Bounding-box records
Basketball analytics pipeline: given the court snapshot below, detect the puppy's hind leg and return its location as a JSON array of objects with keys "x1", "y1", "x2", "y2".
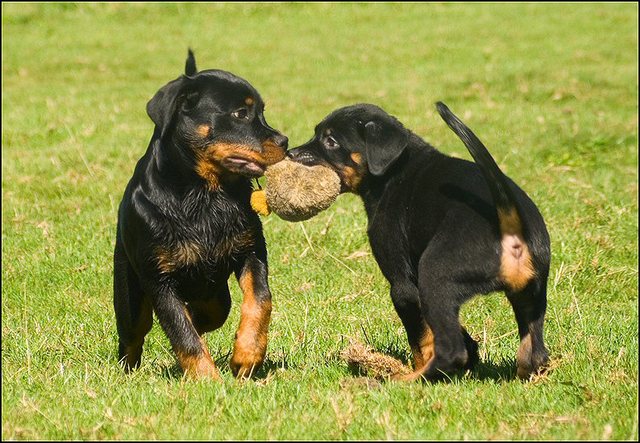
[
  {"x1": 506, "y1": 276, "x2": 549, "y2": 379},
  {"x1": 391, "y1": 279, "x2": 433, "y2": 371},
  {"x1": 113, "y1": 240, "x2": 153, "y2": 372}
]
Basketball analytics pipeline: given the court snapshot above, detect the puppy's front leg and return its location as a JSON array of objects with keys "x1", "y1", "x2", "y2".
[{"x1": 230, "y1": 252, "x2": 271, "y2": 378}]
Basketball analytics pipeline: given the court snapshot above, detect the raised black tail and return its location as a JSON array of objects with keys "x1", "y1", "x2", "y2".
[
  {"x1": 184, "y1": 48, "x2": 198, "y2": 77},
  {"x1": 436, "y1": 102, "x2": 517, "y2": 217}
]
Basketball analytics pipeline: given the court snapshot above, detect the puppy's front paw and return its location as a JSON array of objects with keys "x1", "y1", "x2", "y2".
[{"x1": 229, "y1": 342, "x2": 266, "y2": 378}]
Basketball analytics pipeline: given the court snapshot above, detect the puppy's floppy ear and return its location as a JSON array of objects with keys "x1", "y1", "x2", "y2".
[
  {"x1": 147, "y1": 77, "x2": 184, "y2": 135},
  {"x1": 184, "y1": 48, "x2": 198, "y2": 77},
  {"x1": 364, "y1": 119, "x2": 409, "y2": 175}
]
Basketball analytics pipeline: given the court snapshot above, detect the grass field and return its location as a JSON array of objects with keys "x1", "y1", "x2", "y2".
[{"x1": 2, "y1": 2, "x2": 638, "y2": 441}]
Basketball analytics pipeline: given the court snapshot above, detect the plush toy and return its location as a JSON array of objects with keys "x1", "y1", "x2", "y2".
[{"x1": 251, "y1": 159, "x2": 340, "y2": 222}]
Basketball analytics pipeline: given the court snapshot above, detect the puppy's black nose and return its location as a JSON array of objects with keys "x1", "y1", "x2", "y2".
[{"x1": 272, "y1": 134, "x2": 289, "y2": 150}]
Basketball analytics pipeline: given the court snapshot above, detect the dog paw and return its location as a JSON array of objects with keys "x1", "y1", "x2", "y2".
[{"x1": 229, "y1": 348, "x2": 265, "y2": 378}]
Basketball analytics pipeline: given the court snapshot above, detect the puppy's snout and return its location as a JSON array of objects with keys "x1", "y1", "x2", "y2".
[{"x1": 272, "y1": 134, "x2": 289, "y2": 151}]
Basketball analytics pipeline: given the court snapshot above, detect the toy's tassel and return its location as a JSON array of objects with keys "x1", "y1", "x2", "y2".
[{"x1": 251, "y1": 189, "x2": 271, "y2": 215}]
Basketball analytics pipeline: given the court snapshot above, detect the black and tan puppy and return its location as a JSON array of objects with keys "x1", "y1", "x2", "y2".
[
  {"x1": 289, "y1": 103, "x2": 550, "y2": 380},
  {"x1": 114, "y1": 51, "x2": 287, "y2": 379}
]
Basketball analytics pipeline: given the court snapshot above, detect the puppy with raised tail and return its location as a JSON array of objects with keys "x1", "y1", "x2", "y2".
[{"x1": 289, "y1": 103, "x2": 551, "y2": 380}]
* * *
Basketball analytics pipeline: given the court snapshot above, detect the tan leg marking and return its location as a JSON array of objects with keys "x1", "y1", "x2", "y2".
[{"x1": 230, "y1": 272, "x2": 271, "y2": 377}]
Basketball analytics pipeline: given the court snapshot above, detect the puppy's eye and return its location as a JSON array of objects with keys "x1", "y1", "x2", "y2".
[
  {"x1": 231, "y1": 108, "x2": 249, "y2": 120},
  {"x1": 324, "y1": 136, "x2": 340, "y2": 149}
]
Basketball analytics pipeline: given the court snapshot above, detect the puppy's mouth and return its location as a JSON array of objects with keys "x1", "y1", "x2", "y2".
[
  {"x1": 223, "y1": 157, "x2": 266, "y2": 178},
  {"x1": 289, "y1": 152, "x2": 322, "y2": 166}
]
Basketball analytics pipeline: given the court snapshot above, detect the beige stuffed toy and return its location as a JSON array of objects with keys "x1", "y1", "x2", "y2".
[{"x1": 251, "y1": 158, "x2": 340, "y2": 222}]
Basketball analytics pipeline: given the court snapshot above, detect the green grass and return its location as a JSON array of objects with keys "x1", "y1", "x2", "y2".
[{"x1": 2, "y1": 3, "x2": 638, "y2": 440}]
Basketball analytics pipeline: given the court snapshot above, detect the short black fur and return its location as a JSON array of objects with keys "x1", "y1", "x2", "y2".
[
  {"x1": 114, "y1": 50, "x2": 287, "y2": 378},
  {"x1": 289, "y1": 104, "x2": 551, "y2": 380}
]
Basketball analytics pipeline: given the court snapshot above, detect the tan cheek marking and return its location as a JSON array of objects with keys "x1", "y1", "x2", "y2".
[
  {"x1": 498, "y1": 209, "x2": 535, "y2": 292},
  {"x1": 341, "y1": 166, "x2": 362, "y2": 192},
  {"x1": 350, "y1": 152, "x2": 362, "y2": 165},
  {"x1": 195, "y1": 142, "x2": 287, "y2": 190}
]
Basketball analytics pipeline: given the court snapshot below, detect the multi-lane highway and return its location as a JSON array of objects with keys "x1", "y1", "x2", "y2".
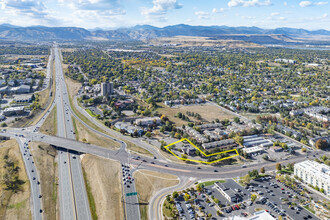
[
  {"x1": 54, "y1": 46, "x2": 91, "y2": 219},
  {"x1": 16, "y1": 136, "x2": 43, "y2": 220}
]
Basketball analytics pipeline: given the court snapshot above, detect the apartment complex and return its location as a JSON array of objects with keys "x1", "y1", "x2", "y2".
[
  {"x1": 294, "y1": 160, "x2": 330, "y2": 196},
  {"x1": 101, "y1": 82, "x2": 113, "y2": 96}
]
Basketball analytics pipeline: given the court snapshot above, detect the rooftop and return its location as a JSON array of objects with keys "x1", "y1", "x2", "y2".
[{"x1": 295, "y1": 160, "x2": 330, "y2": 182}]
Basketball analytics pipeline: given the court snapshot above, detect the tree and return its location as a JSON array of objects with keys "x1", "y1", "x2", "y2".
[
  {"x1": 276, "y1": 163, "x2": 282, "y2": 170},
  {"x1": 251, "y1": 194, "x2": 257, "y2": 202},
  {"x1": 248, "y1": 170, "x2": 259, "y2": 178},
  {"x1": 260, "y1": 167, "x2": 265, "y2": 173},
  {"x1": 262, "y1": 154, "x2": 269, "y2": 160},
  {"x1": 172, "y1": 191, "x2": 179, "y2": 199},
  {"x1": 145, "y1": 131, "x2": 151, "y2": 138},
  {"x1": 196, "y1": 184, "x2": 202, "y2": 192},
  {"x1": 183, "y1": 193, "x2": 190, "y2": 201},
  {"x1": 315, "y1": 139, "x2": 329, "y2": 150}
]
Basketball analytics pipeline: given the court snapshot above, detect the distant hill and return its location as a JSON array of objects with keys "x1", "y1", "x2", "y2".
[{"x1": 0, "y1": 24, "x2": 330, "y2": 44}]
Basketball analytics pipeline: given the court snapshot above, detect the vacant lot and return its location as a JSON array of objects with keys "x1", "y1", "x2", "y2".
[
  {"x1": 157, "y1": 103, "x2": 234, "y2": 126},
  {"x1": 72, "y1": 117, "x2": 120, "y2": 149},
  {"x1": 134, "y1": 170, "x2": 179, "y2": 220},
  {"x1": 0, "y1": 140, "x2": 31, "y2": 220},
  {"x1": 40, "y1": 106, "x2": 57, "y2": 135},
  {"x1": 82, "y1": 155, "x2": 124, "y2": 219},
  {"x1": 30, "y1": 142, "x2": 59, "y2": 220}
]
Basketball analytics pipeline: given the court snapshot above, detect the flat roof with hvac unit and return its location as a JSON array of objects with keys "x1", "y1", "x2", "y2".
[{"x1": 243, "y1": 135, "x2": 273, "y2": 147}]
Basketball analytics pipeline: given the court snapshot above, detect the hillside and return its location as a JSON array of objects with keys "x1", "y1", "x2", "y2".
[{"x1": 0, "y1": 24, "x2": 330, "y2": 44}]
* * *
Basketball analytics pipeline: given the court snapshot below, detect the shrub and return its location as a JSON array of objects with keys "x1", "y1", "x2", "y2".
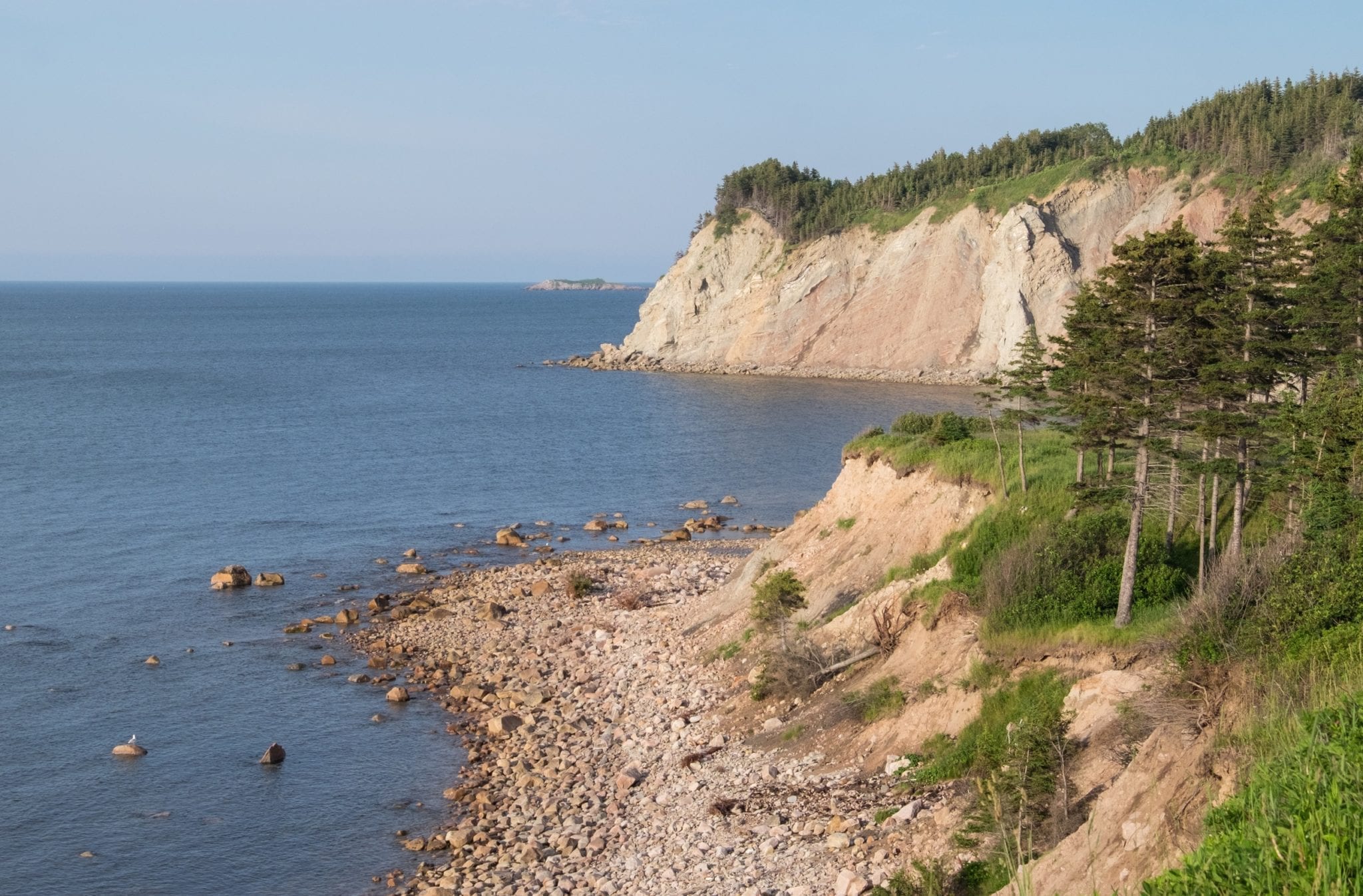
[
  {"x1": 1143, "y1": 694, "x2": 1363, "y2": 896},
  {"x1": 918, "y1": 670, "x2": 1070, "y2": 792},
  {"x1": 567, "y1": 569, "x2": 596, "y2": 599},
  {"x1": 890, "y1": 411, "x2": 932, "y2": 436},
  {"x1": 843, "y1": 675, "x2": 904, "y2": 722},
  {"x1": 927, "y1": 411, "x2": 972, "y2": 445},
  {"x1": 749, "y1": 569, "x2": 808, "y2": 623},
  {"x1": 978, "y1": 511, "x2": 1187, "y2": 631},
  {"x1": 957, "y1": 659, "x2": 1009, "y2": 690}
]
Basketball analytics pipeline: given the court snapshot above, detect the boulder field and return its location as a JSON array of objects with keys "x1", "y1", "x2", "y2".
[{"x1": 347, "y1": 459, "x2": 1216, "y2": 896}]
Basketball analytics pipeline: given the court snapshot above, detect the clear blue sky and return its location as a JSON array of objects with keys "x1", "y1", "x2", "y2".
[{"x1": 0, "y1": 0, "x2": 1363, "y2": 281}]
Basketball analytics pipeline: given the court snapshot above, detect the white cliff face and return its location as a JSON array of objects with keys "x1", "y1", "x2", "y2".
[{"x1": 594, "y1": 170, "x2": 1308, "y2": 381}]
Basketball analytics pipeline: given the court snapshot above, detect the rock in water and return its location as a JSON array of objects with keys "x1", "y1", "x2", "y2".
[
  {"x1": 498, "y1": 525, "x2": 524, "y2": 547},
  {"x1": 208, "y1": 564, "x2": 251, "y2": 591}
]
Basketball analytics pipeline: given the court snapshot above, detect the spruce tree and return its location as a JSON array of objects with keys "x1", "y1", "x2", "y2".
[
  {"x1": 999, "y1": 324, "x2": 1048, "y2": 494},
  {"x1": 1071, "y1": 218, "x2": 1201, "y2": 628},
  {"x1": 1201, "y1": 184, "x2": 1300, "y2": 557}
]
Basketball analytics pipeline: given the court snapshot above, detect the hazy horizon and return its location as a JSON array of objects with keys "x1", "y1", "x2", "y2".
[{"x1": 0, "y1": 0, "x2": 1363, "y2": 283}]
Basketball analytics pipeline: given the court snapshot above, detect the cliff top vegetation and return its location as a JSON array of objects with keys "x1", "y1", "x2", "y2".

SHORT TASK =>
Count the lines in the records above that contain the word "distant", treating case as significant. Reply with the number alone.

SOLVED PROBLEM =>
1